• **RECORDS SHOWN**:
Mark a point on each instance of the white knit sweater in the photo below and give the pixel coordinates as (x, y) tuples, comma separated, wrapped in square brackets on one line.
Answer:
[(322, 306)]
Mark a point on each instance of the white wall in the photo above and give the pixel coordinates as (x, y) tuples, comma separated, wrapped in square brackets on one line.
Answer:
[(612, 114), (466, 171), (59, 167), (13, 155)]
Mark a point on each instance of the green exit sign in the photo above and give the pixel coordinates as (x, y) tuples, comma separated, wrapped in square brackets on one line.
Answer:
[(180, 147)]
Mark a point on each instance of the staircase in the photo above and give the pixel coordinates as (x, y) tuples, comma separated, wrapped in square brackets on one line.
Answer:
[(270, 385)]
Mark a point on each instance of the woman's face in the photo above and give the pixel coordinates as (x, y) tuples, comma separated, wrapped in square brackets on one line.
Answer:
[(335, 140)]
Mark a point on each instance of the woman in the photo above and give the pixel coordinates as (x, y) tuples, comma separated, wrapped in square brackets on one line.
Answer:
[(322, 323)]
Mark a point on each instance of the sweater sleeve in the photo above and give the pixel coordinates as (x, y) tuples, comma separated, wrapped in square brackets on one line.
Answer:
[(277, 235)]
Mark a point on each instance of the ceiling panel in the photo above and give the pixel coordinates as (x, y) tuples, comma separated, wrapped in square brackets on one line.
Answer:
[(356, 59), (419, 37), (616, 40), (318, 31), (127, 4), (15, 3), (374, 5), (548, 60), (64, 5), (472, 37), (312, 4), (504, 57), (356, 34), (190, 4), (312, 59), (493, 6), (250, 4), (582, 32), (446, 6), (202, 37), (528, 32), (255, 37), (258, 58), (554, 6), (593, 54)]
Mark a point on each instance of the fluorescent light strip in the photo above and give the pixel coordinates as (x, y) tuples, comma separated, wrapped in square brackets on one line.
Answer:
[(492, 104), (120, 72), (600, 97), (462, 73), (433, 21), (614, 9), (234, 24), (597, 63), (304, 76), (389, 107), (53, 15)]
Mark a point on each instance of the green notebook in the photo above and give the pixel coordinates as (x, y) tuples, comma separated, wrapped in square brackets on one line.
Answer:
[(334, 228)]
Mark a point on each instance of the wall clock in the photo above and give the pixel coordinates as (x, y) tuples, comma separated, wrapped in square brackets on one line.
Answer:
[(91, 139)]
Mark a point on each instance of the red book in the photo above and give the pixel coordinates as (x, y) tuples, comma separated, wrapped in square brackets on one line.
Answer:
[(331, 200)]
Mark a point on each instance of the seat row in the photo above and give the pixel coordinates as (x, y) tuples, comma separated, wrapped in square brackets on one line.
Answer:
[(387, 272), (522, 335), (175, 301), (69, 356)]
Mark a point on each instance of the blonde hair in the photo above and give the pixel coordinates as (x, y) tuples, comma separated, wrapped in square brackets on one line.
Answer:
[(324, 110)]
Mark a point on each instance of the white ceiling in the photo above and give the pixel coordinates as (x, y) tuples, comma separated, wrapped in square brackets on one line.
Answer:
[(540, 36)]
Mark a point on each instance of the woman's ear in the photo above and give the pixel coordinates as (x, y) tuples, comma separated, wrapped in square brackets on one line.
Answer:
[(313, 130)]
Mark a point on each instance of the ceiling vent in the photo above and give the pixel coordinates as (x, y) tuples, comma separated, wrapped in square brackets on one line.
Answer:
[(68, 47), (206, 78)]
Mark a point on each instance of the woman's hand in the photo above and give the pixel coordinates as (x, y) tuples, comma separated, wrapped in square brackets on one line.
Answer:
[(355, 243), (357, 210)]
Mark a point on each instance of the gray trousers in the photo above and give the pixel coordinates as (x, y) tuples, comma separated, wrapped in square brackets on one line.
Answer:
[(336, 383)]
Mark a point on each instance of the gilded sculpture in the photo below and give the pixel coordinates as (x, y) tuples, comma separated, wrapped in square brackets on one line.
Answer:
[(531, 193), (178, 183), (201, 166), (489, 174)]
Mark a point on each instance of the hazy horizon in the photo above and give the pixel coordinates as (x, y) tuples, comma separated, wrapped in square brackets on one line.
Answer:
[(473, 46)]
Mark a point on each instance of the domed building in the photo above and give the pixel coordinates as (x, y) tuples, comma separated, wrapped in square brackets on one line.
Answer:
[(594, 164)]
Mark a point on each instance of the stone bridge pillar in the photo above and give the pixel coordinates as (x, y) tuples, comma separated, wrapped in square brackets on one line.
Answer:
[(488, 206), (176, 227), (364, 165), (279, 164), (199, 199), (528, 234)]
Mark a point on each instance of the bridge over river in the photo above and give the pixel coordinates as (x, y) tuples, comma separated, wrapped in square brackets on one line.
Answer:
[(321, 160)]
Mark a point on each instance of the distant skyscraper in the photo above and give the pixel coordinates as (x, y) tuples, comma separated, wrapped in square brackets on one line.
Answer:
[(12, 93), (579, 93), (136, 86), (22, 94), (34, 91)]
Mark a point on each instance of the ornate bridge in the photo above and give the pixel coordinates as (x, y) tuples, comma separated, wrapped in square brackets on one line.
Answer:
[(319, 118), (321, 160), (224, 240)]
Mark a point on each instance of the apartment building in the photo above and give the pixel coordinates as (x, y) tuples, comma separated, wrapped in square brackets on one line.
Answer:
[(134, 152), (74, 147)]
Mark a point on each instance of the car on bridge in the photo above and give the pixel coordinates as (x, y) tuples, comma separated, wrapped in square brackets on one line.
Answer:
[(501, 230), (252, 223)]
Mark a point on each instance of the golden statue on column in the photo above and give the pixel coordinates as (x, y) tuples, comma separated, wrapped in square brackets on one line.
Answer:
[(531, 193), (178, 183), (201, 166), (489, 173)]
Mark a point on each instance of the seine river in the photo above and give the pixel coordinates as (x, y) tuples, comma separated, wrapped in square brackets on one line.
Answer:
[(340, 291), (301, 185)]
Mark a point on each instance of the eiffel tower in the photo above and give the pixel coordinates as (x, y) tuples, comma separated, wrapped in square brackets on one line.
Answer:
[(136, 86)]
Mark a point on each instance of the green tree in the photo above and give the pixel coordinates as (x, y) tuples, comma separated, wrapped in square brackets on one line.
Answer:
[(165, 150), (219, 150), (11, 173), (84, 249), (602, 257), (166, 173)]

• **SHORT EXERCISE**: Convert all of the material above into a two-column CSV headed label_request and points, with one row for each request: its text and its answer, each in a single quoted field, with line breaks turned into spaces.

• **ANSWER TO THIS PROBLEM**:
label_request,points
"Mark a point on each instance of the white knit sweater in the photo below and give the pixel coordinates as (x, y) tuples, comma separated, wrapped in square brackets on one line. Answer:","[(322, 306)]"
"Mark a point on each instance of the white wall in the photo above and give the pixel coordinates as (x, y) tuples, comma separated, wrapped in square brackets on one line. Answer:","[(612, 114), (466, 171), (59, 167), (13, 155)]"
"Mark a point on each instance of the green exit sign in the photo above and give the pixel coordinates as (x, y) tuples, comma separated, wrapped in square brackets on one line. Answer:","[(180, 147)]"
"Mark a point on each instance of the staircase in the photo above and give the pixel coordinates as (x, y) tuples, comma separated, wrapped in square brackets on one line. Answer:","[(270, 385)]"
"Mark a point on each instance of the woman's face in the photo above and give the pixel coordinates as (x, y) tuples, comma separated, wrapped in square brackets on one line. Answer:","[(335, 140)]"
"Mark a point on each instance of the woman in the photo above and give the pixel coordinates as (x, y) tuples, comma separated, wrapped in square brackets on one line. Answer:","[(322, 323)]"
"Mark a point on each instance of the sweater sleeve in the photo above and give the pixel coordinates as (x, y) tuples, comma separated, wrapped in square brackets on one line. Answer:","[(277, 235)]"
"Mark a point on each instance of the ceiling panel in the photo above and give the pixel coordinates as (x, y) tuples, comma separated, wrapped in square brackets on one line. Answer:","[(356, 59), (419, 37), (616, 40), (318, 31), (127, 4), (15, 3), (374, 5), (548, 60), (64, 5), (472, 37), (312, 4), (504, 57), (356, 34), (190, 4), (312, 59), (493, 6), (250, 4), (582, 32), (446, 6), (202, 37), (528, 32), (255, 37), (258, 58), (554, 6), (593, 54)]"
"Mark a point on each instance of the fluorescent light strip in the photo above and give the pixel coordinates as (x, y) tuples, comma separated, wrapped in square brackets on one line. Answer:","[(492, 104), (120, 72), (600, 97), (462, 73), (433, 21), (614, 9), (234, 24), (597, 63), (304, 76), (389, 107), (53, 15)]"
"Mark a point on each instance of the green notebook in the photo above and give the pixel coordinates as (x, y) tuples, comma separated, wrapped in square brackets on one line. Answer:","[(334, 228)]"
"Mark a point on each instance of the wall clock in the photo above and give the pixel coordinates as (x, y) tuples, comma separated, wrapped in square brackets on one line. Answer:","[(91, 139)]"
"Mark a point on each instance of the red book in the photo above and give the pixel coordinates as (x, y) tuples, comma separated, wrapped in square brackets on one line. Answer:","[(331, 200)]"
"Mark a point on each instance of the seat row in the photo above and give the pixel coordinates as (x, y) tuples, comma separated, wrapped in square brackets on one line. Answer:","[(387, 272), (522, 335), (175, 301), (69, 356)]"
"Mark a point on each instance of the blonde hair in the photo above and give the pixel coordinates as (x, y) tuples, comma separated, wrapped in square brackets on one line. Answer:","[(324, 110)]"
"Mark a point on each instance of the white ceiling in the photo above and give the pixel coordinates as (x, y) tuples, comma separated, wrapped in square brackets on one line. Answer:","[(540, 36)]"
"Mark a point on each instance of the woman's ear in the photo above and give the pixel coordinates as (x, y) tuples, comma separated, wrapped in square brackets on one line. Answer:","[(313, 130)]"
"Mark a point on each instance of the ceiling vent in the photo above and give the pixel coordinates as (x, y) tuples, comma separated, wrapped in square brackets on one line. Answer:","[(68, 47), (206, 78)]"
"Mark a point on each instance of the woman's hand in the photo above and give the pixel coordinates as (x, y) tuples, comma separated, wrapped in square brackets on one line. Answer:","[(355, 243), (357, 210)]"
"Mark a point on each instance of the gray trousers in the photo above and give the pixel coordinates as (x, y) tuples, comma separated, wrapped in square brackets on one line. Answer:","[(336, 383)]"
"Mark a point on each instance of the gilded sculpture in the photo below and give the pixel coordinates as (x, y) tuples, comma separated, wrapped in square brackets on one line. Answer:","[(531, 193), (178, 183), (201, 166), (489, 174)]"
"Mark a point on each instance of the hazy horizon in the photo above and give the pixel coordinates as (x, y) tuples, comma separated, wrapped in square brackets on one line. Answer:","[(473, 46)]"
"Mark a point on each instance of the domed building in the photo above and give the pixel coordinates as (x, y) tuples, comma separated, wrapped in square brackets on one line. Answer:","[(594, 164)]"
"Mark a point on each instance of the stone bridge pillar in the photo above and give the pixel coordinates as (x, y) tuples, comma separated, wrapped in square brackets on one line. Answer:","[(488, 206), (176, 227), (364, 165), (279, 164), (199, 199), (528, 234)]"
"Mark a point on each instance of the bridge over river in the photo above and give the pixel coordinates as (x, y) tuples, comma separated, wrapped in square brackets on one line. Answer:","[(321, 160)]"
"Mark a point on each instance of the distant skyscraper in the photo above and give the pixel coordinates as (x, y) tuples, comma separated, wrapped in square brackets on one line. Answer:","[(12, 93), (579, 93), (136, 86), (22, 94), (34, 91)]"
"Mark a point on each instance of the ornate bridge in the photo above and give the pixel coordinates as (x, y) tuples, comma separated, wrapped in square brackets on one line. Answer:","[(319, 118), (321, 160), (224, 240)]"
"Mark a point on each instance of the apartment building in the photo above and give the pixel coordinates as (x, y) tuples, comma separated, wrapped in square brackets on one line. Answer:","[(134, 152), (74, 147)]"
"Mark a point on each instance of the car on bridge in the photo above and give the pixel coordinates as (x, y) tuples, comma separated, wrapped in square brackets on one line. Answer:","[(501, 230), (252, 223)]"
"Mark a point on each instance of the golden statue on column in the photo above and give the pixel coordinates as (x, y) tuples, comma separated, wrapped in square brackets on one line. Answer:","[(531, 193), (178, 183), (201, 166), (489, 173)]"
"Mark a point on each instance of the seine river in the photo above and give the pixel coordinates as (x, y) tuples, comma separated, wrapped in square brackets on one line. Answer:","[(340, 291), (301, 185)]"
"Mark a point on each instance of the eiffel tower in the photo above and give the pixel coordinates as (x, y) tuples, comma separated, wrapped in square brackets on one line. Answer:","[(136, 86)]"
"Mark a point on each instance of the green tree in the photo above and give the pixel coordinates as (x, y) tuples, comma separated, wrapped in square brackets on one line. Answer:","[(165, 150), (219, 150), (11, 173), (84, 249), (602, 257), (166, 173)]"